▶ EXERCISE
Lines with the string "green" are to be identified in the listing and copied.

▶ EXERCISE MATERIAL
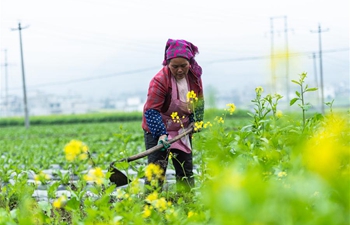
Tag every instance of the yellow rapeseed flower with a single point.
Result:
(279, 114)
(161, 204)
(259, 90)
(282, 174)
(220, 119)
(191, 95)
(147, 211)
(95, 175)
(198, 125)
(231, 108)
(152, 197)
(75, 149)
(207, 124)
(190, 214)
(326, 149)
(41, 177)
(58, 203)
(153, 170)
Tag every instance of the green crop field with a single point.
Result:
(267, 167)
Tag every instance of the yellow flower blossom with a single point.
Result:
(190, 214)
(59, 202)
(152, 197)
(207, 124)
(147, 211)
(41, 177)
(95, 175)
(279, 114)
(198, 125)
(76, 149)
(153, 170)
(259, 90)
(231, 108)
(325, 150)
(161, 204)
(191, 95)
(219, 119)
(282, 174)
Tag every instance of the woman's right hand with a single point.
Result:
(164, 141)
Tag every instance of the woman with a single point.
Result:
(167, 94)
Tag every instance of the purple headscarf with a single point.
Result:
(184, 49)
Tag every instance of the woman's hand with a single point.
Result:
(164, 141)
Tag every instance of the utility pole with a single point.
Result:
(315, 74)
(23, 76)
(272, 61)
(6, 83)
(273, 72)
(319, 31)
(287, 56)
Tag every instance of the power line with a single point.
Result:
(23, 75)
(319, 31)
(155, 68)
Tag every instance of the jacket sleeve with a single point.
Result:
(156, 97)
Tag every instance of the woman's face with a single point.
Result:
(179, 67)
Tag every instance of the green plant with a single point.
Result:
(300, 95)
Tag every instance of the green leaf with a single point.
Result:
(180, 200)
(294, 81)
(293, 101)
(311, 89)
(72, 204)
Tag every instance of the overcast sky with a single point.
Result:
(107, 47)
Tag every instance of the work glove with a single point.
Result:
(164, 141)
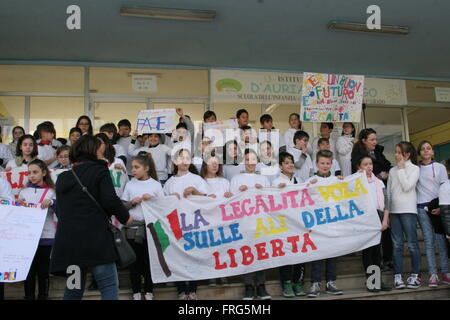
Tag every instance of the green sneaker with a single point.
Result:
(298, 290)
(287, 290)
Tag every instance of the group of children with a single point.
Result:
(164, 165)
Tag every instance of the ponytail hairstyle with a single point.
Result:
(47, 177)
(192, 168)
(353, 127)
(17, 128)
(299, 121)
(204, 168)
(227, 158)
(360, 160)
(407, 147)
(146, 160)
(110, 152)
(90, 130)
(35, 151)
(421, 144)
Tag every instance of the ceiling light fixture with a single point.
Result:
(362, 27)
(167, 13)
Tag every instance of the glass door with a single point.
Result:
(388, 123)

▶ RESULT OF THE EXERCISE
Tag every instance of the green crop field with a single point.
Tag every instance of the green plant with a single point.
Tag every instance of the green leaf with a single point.
Tag every instance of the green sneaker with a single point.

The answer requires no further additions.